▶ [Given exercise]:
Reproduce every line of the listing below verbatim.

▶ [Supplied records]:
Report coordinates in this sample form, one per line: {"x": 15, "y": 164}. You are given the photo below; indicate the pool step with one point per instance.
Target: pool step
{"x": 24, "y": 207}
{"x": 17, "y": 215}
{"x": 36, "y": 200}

▶ [Answer to this exercise]:
Report coordinates in this sample form, one per line: {"x": 15, "y": 164}. You are given the photo below; indicate the pool step with one point per instance.
Target: pool step
{"x": 24, "y": 207}
{"x": 17, "y": 215}
{"x": 36, "y": 200}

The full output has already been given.